I'm not being sarcastic, snarky, incendiary, whatever (I know, it's The Register, right?)... I'm genuinely curious. Does this machine contain much Apple-designed content? When they said they were going to "make" them in Austin, I figured that was a code phrase for "rebadged Dell", maybe an R740 in a deskside case. Or an emergency white box clone. The clandestine meeting with Gruber _et al_ suggested a desperation move.
It's a custom designed case containing a custom designed motherboard with mostly standard chipsets and a couple of Apple specific chips. There are a lot of tech companies in Austin, including Texas Instruments who make a bunch of stuff for Apple.
Why do you question whether Apple designed it or not? You think they are able to design their own phone, including a completely custom SoC that includes a custom designed CPU core, GPU, NPU etc. but would be forced to rebadge a Dell for their highest end Mac - a product they've been selling for 35 years? Why would designing the Mac Pro somehow be so much harder than the iPhone and all the custom stuff in it (yes, they buy cameras, modems, displays etc. from others but no one including Samsung designs 100% of the individual parts in their phones, or their PCs)
Of course they design Macs themselves, and always have except possibly during the dark days of the early 90s when they sold stuff like the Performa. Those were so bad they may have been designed by ODMs.

○ ○ ○ ○ ○

INSTRUCTION: From the discussion of whether Apple designs the Mac Pro itself, extract the stretch from "Of course they" through "designed by ODMs." word for word.

ROWS:
○ ○ ○ ○ ○

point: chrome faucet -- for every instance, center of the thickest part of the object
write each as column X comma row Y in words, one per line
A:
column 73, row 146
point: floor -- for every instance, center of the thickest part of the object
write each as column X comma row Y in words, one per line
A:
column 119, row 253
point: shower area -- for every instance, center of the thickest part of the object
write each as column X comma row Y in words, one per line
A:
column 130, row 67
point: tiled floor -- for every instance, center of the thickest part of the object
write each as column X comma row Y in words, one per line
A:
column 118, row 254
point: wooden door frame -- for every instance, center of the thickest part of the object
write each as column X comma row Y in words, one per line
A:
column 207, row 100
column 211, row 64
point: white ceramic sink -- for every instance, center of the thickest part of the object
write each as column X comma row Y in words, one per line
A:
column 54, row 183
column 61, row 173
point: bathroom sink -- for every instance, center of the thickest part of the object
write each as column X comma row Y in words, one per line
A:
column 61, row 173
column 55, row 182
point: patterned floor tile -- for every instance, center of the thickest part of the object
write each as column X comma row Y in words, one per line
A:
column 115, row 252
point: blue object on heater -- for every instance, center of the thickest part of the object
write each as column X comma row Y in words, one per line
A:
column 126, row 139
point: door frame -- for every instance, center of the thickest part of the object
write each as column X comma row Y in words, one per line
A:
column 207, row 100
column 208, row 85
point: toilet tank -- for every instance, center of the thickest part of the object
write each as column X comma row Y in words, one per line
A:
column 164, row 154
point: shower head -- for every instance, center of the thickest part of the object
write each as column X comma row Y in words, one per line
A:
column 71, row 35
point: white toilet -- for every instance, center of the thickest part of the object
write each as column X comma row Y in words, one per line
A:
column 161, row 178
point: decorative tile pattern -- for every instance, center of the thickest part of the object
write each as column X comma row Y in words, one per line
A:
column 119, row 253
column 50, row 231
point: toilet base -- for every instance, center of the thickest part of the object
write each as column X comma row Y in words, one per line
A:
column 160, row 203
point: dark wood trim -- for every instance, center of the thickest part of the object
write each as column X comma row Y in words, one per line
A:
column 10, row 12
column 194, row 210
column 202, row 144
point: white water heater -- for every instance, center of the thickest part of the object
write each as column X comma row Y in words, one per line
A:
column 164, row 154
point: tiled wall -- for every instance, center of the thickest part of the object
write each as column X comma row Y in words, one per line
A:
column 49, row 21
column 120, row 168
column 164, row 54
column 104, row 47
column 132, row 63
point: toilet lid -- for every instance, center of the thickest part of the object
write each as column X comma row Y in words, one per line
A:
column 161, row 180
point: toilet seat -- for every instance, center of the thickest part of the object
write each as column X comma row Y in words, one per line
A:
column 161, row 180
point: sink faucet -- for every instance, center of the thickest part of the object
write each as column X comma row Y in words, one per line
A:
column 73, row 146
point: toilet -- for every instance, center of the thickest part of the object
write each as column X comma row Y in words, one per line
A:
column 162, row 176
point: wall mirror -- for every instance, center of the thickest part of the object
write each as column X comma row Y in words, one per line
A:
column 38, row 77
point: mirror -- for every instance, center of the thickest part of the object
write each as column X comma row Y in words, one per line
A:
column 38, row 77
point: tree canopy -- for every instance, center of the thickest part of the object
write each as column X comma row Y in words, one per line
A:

○ ○ ○ ○ ○

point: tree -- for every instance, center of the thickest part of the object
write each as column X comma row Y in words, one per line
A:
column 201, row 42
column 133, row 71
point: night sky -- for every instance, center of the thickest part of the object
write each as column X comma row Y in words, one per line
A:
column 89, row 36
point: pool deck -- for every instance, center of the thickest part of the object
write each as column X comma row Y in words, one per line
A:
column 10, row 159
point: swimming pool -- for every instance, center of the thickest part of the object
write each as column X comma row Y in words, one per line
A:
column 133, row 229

○ ○ ○ ○ ○

FINISHED EXERCISE:
Of course they design Macs themselves, and always have except possibly during the dark days of the early 90s when they sold stuff like the Performa. Those were so bad they may have been designed by ODMs.